### AIM
Render the data from the line containing "Pick out the small" through the end of the data as a JSON list of strings, one string per line, with blank lines left out. Leave the pictures out of the answer.

### THE DATA
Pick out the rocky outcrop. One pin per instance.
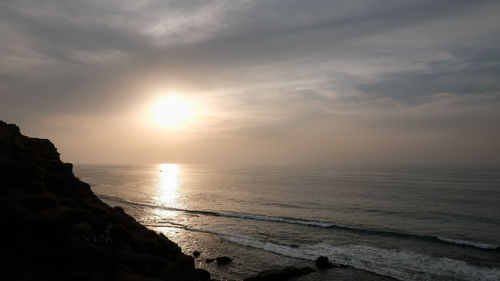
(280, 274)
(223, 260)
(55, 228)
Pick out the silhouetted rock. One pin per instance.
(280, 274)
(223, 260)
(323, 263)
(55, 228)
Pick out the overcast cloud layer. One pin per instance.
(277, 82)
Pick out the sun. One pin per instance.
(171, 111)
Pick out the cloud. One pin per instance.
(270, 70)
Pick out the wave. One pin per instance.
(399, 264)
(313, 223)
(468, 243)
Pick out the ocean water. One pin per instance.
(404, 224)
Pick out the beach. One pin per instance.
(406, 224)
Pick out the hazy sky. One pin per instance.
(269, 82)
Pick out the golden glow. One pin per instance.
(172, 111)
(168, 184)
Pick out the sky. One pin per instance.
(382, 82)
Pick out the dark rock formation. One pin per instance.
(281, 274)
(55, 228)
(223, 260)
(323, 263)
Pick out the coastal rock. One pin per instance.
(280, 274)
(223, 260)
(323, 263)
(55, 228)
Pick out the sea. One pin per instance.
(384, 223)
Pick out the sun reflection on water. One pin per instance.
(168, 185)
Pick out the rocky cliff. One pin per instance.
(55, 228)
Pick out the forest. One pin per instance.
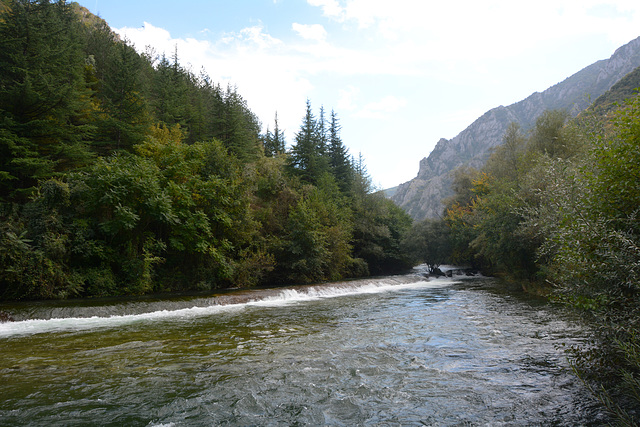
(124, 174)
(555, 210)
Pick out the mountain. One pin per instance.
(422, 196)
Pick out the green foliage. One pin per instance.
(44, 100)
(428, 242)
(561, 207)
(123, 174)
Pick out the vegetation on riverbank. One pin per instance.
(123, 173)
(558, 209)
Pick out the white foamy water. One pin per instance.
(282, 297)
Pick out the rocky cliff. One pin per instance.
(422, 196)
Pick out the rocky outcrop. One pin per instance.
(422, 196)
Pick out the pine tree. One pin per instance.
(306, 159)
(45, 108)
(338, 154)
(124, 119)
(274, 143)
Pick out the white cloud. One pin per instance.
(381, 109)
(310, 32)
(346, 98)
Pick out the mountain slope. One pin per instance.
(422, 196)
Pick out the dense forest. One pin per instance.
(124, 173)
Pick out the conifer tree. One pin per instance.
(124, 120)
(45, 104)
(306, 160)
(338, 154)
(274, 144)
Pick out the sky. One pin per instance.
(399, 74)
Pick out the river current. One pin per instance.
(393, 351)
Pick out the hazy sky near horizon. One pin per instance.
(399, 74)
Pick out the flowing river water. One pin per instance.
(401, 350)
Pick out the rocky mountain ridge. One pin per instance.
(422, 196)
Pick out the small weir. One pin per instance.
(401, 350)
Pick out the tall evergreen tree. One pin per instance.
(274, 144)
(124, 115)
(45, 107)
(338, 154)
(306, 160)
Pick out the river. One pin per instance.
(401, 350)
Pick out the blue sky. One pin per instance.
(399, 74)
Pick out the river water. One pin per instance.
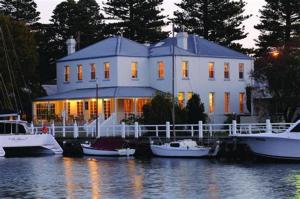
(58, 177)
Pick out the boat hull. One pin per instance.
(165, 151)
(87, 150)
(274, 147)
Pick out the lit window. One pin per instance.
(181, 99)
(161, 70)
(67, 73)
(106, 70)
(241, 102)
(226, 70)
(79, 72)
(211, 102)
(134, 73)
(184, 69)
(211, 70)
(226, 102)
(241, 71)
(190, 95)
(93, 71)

### PROBLEM SOLUTION
[
  "Pick out the small weir. One pin per instance.",
  "(401, 350)",
  "Pick out the tall evergreen tree. One pin per instance.",
  "(274, 144)",
  "(124, 115)",
  "(45, 107)",
  "(338, 154)",
  "(306, 160)",
  "Pick out the river. One pin per instance.",
  "(401, 350)",
  "Pick out the blue sky. One pin per instance.",
  "(399, 74)",
  "Pick out the river water. One pin per instance.",
  "(58, 177)",
  "Pick out the boat hull. One pin per instance.",
  "(165, 151)",
  "(87, 150)",
  "(274, 147)",
  "Pick out the lit window. One pin per instance.",
  "(181, 99)",
  "(161, 70)",
  "(67, 73)",
  "(106, 70)",
  "(241, 102)",
  "(226, 70)",
  "(79, 72)",
  "(211, 102)",
  "(134, 73)",
  "(184, 69)",
  "(211, 70)",
  "(226, 102)",
  "(241, 71)",
  "(190, 95)",
  "(93, 71)"
]